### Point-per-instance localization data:
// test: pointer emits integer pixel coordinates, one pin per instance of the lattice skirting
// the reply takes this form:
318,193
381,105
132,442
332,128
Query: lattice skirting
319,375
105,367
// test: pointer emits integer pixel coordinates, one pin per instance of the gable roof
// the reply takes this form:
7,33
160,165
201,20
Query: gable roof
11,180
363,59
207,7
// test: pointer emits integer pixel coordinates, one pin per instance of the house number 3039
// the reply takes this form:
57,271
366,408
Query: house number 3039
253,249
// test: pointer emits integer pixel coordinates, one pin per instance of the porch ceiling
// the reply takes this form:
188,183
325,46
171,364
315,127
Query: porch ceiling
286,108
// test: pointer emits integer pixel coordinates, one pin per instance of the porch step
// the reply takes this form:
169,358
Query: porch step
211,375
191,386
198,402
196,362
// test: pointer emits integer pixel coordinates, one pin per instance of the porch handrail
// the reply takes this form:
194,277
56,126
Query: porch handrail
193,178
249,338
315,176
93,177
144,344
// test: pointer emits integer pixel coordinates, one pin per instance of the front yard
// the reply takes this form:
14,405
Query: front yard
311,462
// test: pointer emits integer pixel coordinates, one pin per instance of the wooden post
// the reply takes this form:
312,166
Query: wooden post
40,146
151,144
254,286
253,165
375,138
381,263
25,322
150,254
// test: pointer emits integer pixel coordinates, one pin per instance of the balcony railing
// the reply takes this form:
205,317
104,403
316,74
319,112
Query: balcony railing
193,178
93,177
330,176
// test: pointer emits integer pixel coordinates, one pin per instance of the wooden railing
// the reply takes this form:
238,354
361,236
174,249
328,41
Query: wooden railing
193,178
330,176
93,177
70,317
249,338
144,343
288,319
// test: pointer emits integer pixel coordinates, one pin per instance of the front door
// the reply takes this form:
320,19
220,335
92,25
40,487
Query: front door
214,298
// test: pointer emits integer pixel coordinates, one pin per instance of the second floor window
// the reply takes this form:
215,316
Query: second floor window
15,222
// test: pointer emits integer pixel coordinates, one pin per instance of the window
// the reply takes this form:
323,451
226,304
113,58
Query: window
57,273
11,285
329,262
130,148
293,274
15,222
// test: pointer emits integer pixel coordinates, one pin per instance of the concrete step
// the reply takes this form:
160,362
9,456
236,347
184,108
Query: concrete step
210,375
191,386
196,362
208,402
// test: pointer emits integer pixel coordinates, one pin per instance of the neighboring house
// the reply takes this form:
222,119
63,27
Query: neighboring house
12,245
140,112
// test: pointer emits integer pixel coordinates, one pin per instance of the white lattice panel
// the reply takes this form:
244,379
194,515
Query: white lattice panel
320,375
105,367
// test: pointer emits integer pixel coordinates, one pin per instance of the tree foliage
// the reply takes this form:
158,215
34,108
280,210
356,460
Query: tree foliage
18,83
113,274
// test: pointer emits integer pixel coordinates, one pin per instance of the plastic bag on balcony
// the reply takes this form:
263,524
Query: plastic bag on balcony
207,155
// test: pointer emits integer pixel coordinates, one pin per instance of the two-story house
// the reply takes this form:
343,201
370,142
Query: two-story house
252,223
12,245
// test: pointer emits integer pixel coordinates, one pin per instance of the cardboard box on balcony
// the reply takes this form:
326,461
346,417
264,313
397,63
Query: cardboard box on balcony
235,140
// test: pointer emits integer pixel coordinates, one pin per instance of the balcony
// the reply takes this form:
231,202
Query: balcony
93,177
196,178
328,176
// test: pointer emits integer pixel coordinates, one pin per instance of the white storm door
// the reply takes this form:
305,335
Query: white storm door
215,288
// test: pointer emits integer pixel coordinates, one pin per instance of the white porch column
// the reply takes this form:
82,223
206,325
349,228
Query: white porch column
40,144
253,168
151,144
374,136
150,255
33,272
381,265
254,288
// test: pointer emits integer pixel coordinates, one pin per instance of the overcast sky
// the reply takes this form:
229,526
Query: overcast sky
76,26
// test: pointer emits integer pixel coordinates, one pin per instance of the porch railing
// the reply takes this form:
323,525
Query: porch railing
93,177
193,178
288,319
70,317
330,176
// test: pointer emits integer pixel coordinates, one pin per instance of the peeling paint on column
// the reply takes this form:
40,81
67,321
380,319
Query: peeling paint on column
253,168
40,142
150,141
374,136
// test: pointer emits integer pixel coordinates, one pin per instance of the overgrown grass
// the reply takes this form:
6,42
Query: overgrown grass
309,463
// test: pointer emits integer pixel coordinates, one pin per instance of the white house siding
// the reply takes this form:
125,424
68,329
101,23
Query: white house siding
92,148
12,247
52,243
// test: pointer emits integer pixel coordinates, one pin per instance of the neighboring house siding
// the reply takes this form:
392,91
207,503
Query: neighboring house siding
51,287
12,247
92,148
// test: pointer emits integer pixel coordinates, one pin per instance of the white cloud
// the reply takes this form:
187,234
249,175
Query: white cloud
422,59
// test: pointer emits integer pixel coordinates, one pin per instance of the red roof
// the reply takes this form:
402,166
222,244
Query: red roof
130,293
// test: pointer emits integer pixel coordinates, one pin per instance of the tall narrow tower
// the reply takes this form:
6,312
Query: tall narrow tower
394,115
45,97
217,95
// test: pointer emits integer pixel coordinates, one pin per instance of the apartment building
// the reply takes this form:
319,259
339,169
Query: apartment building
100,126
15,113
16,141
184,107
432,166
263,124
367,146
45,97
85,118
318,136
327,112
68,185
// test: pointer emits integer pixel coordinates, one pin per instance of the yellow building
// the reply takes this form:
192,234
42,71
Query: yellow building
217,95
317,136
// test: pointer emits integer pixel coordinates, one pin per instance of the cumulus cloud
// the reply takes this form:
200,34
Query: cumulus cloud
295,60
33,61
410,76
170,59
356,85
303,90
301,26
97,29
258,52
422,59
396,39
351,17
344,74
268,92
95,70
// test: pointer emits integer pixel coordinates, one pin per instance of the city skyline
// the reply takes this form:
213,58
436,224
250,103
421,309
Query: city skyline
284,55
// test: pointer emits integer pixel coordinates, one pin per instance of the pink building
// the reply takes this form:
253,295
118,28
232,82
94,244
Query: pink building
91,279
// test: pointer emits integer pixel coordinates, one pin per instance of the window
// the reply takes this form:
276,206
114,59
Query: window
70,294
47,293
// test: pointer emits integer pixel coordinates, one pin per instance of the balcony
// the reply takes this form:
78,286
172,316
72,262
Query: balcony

### Task brief:
Your answer must be the full set of records above, reproduced exactly.

### Written response:
// test: pointer emits integer pixel coordinates, one pin per instance of the lattice skirting
// the reply takes this form:
318,193
381,105
132,442
332,128
Query: lattice skirting
319,375
105,367
// test: pointer emits integer pixel coordinates, one pin per instance of the gable roof
// the reply takes this form:
7,33
160,165
201,20
Query: gable roof
11,180
363,59
207,7
// test: pointer emits integer pixel coordinates, one pin per instance of the house number 3039
// the reply takes this form:
57,271
366,408
Query: house number 3039
253,249
// test: pointer emits integer pixel coordinates, one pin per instance of the porch ceiling
// the reply takes this form:
188,183
325,46
171,364
315,127
Query: porch ceiling
286,108
// test: pointer emits integer pixel coordinates, one pin per instance of the porch step
// the reply takes this form:
169,358
Query: porch step
211,375
191,386
198,402
196,362
// test: pointer emits integer pixel coordinates, one pin per instance of the porch handrail
// the reply takes this form:
194,277
56,126
Query: porch handrail
193,178
249,338
315,176
93,177
144,344
// test: pointer emits integer pixel coordinates, one pin per instance of the front yard
// the reply takes this form:
14,405
Query: front yard
311,462
// test: pointer emits integer pixel coordinates, one pin per instance of the wooden post
// the reply takes this form:
312,166
Query: wooden post
40,146
151,144
254,286
253,165
375,138
381,263
25,322
150,254
// test: pointer emits integer pixel coordinates, one pin per instance of the balcony railing
// the reply takes this form:
205,317
104,403
316,74
319,112
Query: balcony railing
193,178
93,177
330,176
// test: pointer emits integer pixel coordinates, one pin per instance of the wooden railing
// the reply takes this form:
238,354
361,236
174,249
328,41
Query: wooden railing
193,178
330,176
93,177
70,317
249,338
144,343
288,319
// test: pointer emits integer pixel coordinates, one pin per instance of the front door
// the reply takes this form:
320,19
220,335
92,25
40,487
Query: front door
214,298
// test: pointer emits integer pixel coordinates, one pin per instance of the second floor window
// the reply takes this form:
215,316
Query: second floor window
15,222
// test: pointer emits integer pixel coordinates, one pin per instance of the window
// the reply takes this form:
323,451
226,304
113,58
Query: window
57,273
11,285
329,262
130,148
293,274
15,222
// test: pointer emits integer pixel coordinates, one pin per instance of the concrete step
// the reply takes this form:
160,362
9,456
236,347
184,108
Query: concrete step
210,375
191,386
196,362
208,402
// test: pointer emits integer pixel coordinates, one pin per instance of the neighboring house
// the reply takes this form:
222,119
63,27
Query: neighboring house
12,245
140,112
// test: pointer emits integer pixel coordinates, one pin per instance of the white lattice panel
// the reply takes this form:
244,379
194,515
Query: white lattice panel
320,375
105,367
// test: pointer emits integer pixel coordinates, one pin per instance of the tree foliage
// the reply takes this form:
158,215
34,108
280,210
356,460
Query: tree foliage
18,83
113,274
// test: pointer emits integer pixel coordinates, one pin per instance of the plastic bag on balcony
// the reply takes this form:
263,524
Query: plastic bag on balcony
207,155
// test: pointer emits integer pixel coordinates, one pin per instance of the two-story house
// the reply takes this form:
343,201
370,142
Query: two-story house
252,223
12,245
// test: pointer emits integer pixel coordinates, one pin per instance of the cardboard box on balcony
// the reply takes this form:
326,461
346,417
264,313
397,63
Query: cardboard box on balcony
235,140
// test: pointer emits integer pixel coordinates, one pin per instance of the balcony
// the reply takes this form:
231,202
Query: balcony
93,177
196,178
328,176
// test: pointer emits integer pixel coordinates, one pin per instance of the white storm door
// the reply takes this form:
305,335
Query: white storm door
215,288
// test: pointer emits integer pixel coordinates, one pin per instance of the white porch column
// the reply takes this form:
82,223
206,325
349,228
Query: white porch column
40,144
253,168
151,144
374,136
150,255
33,272
381,265
254,288
// test: pointer emits integer pixel coordinates, one pin per instance of the overcast sky
// the reply takes this form:
229,526
Query: overcast sky
76,26
// test: pointer emits integer pixel coordinates, one pin per instance of the porch railing
// the reply takes this form:
323,525
Query: porch railing
93,177
193,178
288,319
70,317
330,176
// test: pointer emits integer pixel coordinates, one pin per instance of the peeling paint on column
// the reply takes this form:
40,81
67,321
380,319
Query: peeling paint on column
253,168
40,142
150,141
374,136
// test: pointer emits integer pixel coordinates, one pin per instance of the overgrown grass
// the reply takes this form:
6,42
Query: overgrown grass
309,463
// test: pointer emits integer pixel coordinates, one pin per instance of the white house siding
// the reply takes this form:
125,424
68,329
101,23
Query: white house siding
92,148
12,247
52,243
// test: pointer emits integer pixel coordinates, one pin per instance of the neighboring house siding
// the reply takes this form:
392,91
207,503
Query: neighboring house siding
51,287
12,247
92,148
// test: pointer emits integer pixel coordinates, one pin per instance of the white cloud
// the reply takes this form:
187,234
249,175
Query: white cloud
422,59
// test: pointer emits integer pixel coordinates, one pin per instance of the red roof
// the reply takes this form:
402,166
222,244
Query: red roof
130,293
// test: pointer emits integer pixel coordinates, one pin per instance of the tall narrow tower
// the reply takes this form:
6,312
Query: tall narrow tower
394,115
45,97
217,95
// test: pointer emits integer pixel coordinates, one pin per instance of the apartment building
// the reply takes this form:
319,259
339,169
Query: apartment building
100,126
15,113
16,141
184,107
432,166
263,124
367,146
45,97
85,118
318,136
327,112
68,185
// test: pointer emits integer pixel coordinates, one pin per instance of the yellow building
// the reply takes this form:
192,234
42,71
Query: yellow building
217,95
317,136
// test: pointer emits integer pixel coordinates, one pin per instance of the cumulus cloud
// the reply takes this form:
200,34
Query: cumulus cloud
295,60
33,61
410,76
170,59
356,85
303,90
301,26
97,29
258,52
422,59
396,39
351,17
344,74
268,92
95,70
// test: pointer emits integer pixel coordinates, one pin per instance of the city skyline
// the reply takes this form:
213,58
436,224
250,103
421,309
Query: city skyline
284,55
// test: pointer emits integer pixel coordinates, one pin per instance of the pink building
// the reply takes this form:
253,295
118,28
232,82
94,244
Query: pink building
91,279
// test: pointer emits integer pixel coordinates, one pin per instance of the window
// the reply takes this form:
276,206
114,59
Query: window
70,294
47,293
// test: pointer emits integer pixel coordinates, one pin per instance of the balcony
// the reply takes this form:
78,286
172,316
72,262
Query: balcony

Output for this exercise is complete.